### What is being asked
Return each line of the material verbatim.

Object position labeling entries:
+++++
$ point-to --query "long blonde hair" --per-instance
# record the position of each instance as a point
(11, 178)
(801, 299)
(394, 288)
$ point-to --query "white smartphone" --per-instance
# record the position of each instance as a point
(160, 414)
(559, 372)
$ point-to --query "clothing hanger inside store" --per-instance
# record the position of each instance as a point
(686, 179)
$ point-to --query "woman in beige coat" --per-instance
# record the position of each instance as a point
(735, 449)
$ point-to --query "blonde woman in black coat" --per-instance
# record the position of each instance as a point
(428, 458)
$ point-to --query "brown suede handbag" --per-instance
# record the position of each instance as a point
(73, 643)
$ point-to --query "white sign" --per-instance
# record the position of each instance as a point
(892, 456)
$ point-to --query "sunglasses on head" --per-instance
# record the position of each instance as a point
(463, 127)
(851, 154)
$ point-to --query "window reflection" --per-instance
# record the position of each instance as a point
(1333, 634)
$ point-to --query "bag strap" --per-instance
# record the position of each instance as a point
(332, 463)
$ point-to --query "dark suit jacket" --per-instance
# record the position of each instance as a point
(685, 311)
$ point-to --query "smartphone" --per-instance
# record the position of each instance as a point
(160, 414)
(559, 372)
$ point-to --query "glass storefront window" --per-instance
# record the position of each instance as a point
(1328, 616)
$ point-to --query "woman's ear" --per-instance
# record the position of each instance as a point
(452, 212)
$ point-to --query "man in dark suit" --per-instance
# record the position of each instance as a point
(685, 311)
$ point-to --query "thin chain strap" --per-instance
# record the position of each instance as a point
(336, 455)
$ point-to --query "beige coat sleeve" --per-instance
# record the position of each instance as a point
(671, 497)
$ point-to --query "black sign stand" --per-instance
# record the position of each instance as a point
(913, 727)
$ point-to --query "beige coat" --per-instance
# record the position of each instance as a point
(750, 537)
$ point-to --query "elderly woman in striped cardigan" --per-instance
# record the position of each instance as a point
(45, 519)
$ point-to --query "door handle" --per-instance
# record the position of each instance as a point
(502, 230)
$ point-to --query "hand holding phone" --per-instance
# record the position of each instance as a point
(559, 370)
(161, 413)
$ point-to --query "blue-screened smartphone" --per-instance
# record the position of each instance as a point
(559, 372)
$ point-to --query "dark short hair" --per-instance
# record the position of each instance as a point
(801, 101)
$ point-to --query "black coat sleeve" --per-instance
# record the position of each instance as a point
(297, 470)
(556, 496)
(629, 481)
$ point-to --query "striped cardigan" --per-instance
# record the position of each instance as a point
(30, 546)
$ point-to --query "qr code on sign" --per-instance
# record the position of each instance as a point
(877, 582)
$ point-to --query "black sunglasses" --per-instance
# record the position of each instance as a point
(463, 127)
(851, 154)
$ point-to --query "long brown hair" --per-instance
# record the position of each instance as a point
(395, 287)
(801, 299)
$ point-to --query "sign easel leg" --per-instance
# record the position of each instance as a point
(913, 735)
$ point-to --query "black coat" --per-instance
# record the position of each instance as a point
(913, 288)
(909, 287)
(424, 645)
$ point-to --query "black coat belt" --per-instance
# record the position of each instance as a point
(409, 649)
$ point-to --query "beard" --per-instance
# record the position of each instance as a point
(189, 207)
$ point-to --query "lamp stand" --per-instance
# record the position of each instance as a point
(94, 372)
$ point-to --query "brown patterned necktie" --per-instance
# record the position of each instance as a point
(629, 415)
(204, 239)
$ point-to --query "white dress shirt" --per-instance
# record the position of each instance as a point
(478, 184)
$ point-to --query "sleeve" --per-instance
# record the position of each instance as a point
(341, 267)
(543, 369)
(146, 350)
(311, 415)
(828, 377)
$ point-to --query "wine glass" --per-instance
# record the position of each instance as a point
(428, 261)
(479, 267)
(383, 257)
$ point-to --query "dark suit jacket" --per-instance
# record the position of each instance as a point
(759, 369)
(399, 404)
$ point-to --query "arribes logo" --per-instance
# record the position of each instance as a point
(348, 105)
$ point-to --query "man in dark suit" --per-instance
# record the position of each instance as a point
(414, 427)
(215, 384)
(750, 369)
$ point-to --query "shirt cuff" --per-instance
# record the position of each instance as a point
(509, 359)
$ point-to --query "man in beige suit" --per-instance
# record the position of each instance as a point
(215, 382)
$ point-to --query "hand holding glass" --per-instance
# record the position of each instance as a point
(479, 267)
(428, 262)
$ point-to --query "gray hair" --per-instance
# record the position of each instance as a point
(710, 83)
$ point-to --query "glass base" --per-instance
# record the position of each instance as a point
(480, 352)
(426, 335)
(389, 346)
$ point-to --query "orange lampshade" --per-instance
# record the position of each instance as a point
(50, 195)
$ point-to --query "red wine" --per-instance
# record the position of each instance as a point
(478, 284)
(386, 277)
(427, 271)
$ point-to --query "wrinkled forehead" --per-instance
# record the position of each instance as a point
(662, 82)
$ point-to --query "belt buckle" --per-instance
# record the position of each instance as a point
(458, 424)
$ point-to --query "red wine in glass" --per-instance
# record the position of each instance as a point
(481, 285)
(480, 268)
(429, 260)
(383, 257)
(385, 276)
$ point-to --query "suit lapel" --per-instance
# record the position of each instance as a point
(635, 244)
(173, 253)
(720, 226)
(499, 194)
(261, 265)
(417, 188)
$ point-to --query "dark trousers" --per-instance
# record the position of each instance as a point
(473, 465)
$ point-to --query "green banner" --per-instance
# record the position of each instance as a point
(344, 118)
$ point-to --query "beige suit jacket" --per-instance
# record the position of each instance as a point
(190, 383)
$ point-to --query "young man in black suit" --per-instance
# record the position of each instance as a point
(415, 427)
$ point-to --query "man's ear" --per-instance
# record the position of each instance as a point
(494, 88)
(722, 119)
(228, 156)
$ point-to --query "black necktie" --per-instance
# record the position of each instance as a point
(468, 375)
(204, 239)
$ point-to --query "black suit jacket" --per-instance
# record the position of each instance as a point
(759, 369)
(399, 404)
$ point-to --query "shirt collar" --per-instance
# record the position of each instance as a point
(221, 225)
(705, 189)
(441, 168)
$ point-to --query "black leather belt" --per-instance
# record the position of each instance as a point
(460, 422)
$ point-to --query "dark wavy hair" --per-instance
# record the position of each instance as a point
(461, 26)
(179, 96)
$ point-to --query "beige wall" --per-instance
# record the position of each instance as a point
+++++
### Result
$ point-to --query "long blonde hair" --per-instance
# record the position of each instance as a point
(11, 178)
(801, 299)
(394, 288)
$ point-to --query "white smartphone" --per-instance
# record the position of each instance as a point
(160, 414)
(559, 372)
$ point-to --query "clothing hanger inside store" --per-instance
# record the position of each instance as a point
(686, 179)
$ point-to --query "woman in beige coat" --per-instance
# record the position of each instance as a point
(735, 449)
$ point-to --query "blonde woman in black coat" --per-instance
# record the position of each instance as a point
(428, 458)
$ point-to --query "brown suede handbag" --per-instance
# record the position of each instance as a point
(73, 643)
$ point-to --query "white sign" --per-instance
# record the position of each instance as a point
(892, 456)
$ point-to --query "sunglasses on head" --per-instance
# record the position of each instance as a point
(463, 127)
(851, 154)
$ point-to --query "window reflection" --per-instance
# record the position of each instance as a point
(1333, 634)
$ point-to --query "bag strap" --per-instance
# record the position of each instance as a point
(332, 463)
$ point-to --query "dark suit jacket" --per-instance
# record the position of each instance as a point
(685, 311)
$ point-to --query "smartphone" --per-instance
# record the position of each instance as a point
(160, 414)
(559, 372)
$ point-to --query "glass storefront window" --per-instance
# record the position of each instance as a point
(1328, 616)
$ point-to --query "woman's ear" --per-instance
# record the position of each instance as a point
(452, 212)
$ point-to --query "man in dark suit" --per-instance
# record the position of each instance as a point
(685, 311)
$ point-to --query "thin chain strap" --per-instance
# record the position of each instance as a point
(336, 455)
$ point-to --query "beige coat sleeve" --per-instance
# record the position of each instance as a point
(671, 497)
$ point-to --query "black sign stand" --per-instance
# record the position of each instance as a point
(913, 727)
$ point-to --query "beige coat" --per-instance
# record the position of each instance as a point
(750, 537)
$ point-to --query "elderly woman in striped cardigan" --per-instance
# record the position of each instance as a point
(45, 519)
$ point-to --query "door handle" --per-instance
# record the position of each instance as a point
(502, 230)
$ point-to --query "hand holding phone" --per-instance
# record the position of each instance as a point
(559, 370)
(161, 413)
$ point-to --query "blue-screened smartphone" --per-instance
# record the position of each instance as a point
(559, 372)
$ point-to --query "dark short hair" --per-instance
# record the position of each instance as a point
(801, 101)
$ point-to --query "black coat sleeve" --per-instance
# record the position of each instance as a point
(297, 470)
(556, 496)
(629, 481)
$ point-to --query "striped cardigan" --per-instance
# record the position of each instance as a point
(30, 546)
$ point-to --query "qr code on sign" --per-instance
# record the position of each instance as a point
(877, 582)
$ point-to --query "black sunglasses" --per-instance
# record the position of each instance as a point
(463, 127)
(851, 154)
$ point-to --query "long brown hair" --per-instance
# record the position of each instance as a point
(395, 287)
(801, 299)
$ point-to --query "sign easel leg" --per-instance
# record the position of each instance as a point
(913, 735)
$ point-to --query "black coat" --per-instance
# record the position of each instance as a point
(913, 288)
(909, 287)
(424, 645)
$ point-to --query "black coat belt" --per-instance
# record the position of each instance as a point
(409, 649)
$ point-to --query "beard" --per-instance
# record the position of each instance as a point
(189, 207)
$ point-to --query "lamp stand" --per-instance
# record the position of each instance as a point
(94, 372)
$ point-to --query "brown patterned necktie" --per-instance
# record the position of each instance as a point
(629, 415)
(204, 239)
$ point-to --query "white dress shirt" --per-instance
# record the position of each instance as a point
(478, 184)
$ point-to --query "sleeve" --per-instance
# record the position of each instance as a point
(341, 267)
(543, 369)
(146, 350)
(311, 415)
(828, 377)
$ point-to --query "wine glass" --per-instance
# record the position of each instance as a point
(428, 261)
(479, 267)
(383, 257)
$ point-to --query "dark suit jacket" --per-instance
# record the position of each instance as a point
(759, 369)
(399, 404)
$ point-to --query "arribes logo" --per-instance
# record the position of each instance as a point
(348, 105)
$ point-to --query "man in dark suit" --per-instance
# record the position of each instance as a point
(414, 427)
(215, 384)
(750, 369)
$ point-to --query "shirt cuff" --per-instance
# record the position of each instance as a point
(509, 359)
$ point-to --query "man in beige suit" --per-instance
# record the position of each instance as a point
(215, 382)
$ point-to --query "hand holding glass" --per-instance
# record the position of each instance as a point
(479, 267)
(428, 262)
$ point-to --query "gray hair" --per-instance
# record the position of each instance as a point
(710, 83)
$ point-to --query "glass base" --per-instance
# record the position of each instance as a point
(480, 352)
(426, 335)
(389, 346)
$ point-to --query "orange lampshade" --per-instance
# record the position of each instance as a point
(50, 195)
$ point-to --query "red wine" --per-instance
# record the position of each instance as a point
(478, 284)
(386, 277)
(427, 271)
$ point-to --query "wrinkled forehead" --per-instance
# record the position of each instance as a point
(662, 82)
$ point-to --query "belt buckle" --per-instance
# record the position of each instance as a point
(458, 424)
$ point-to --query "red wine in glass" --per-instance
# record the position of each instance as a point
(481, 285)
(480, 268)
(429, 260)
(383, 257)
(385, 276)
$ point-to --query "suit lapel" --per-instance
# record the position of each instance as a point
(635, 244)
(173, 253)
(720, 226)
(499, 194)
(261, 265)
(417, 188)
$ point-to --query "dark trousers" --per-instance
# record the position of each instance as a point
(473, 465)
$ point-to --query "green banner" --per-instance
# record the position of each instance as a point
(344, 118)
$ point-to --query "beige suit jacket" --per-instance
# record the position of each instance as a point
(190, 383)
$ point-to --query "young man in black suit" --per-instance
# record the position of each instance as a point
(415, 427)
$ point-to --query "man's ear" --per-instance
# record the position of each instance as a point
(494, 88)
(722, 119)
(228, 156)
$ point-to --query "black necktie" --per-instance
# record the position of each instance as a point
(468, 375)
(204, 239)
$ point-to --query "black suit jacket" --per-instance
# record the position of each instance as a point
(759, 369)
(399, 404)
$ point-to --query "shirt collar" --per-instance
# record the position of each instance as a point
(221, 225)
(705, 189)
(441, 168)
$ point-to --query "black leather belt" --per-instance
# record the position of each instance as a point
(460, 422)
$ point-to --query "dark wavy hair" --per-instance
# record the position of each instance as a point
(461, 26)
(179, 96)
$ point-to --query "beige wall" --per-instance
# record the position of each instance as a point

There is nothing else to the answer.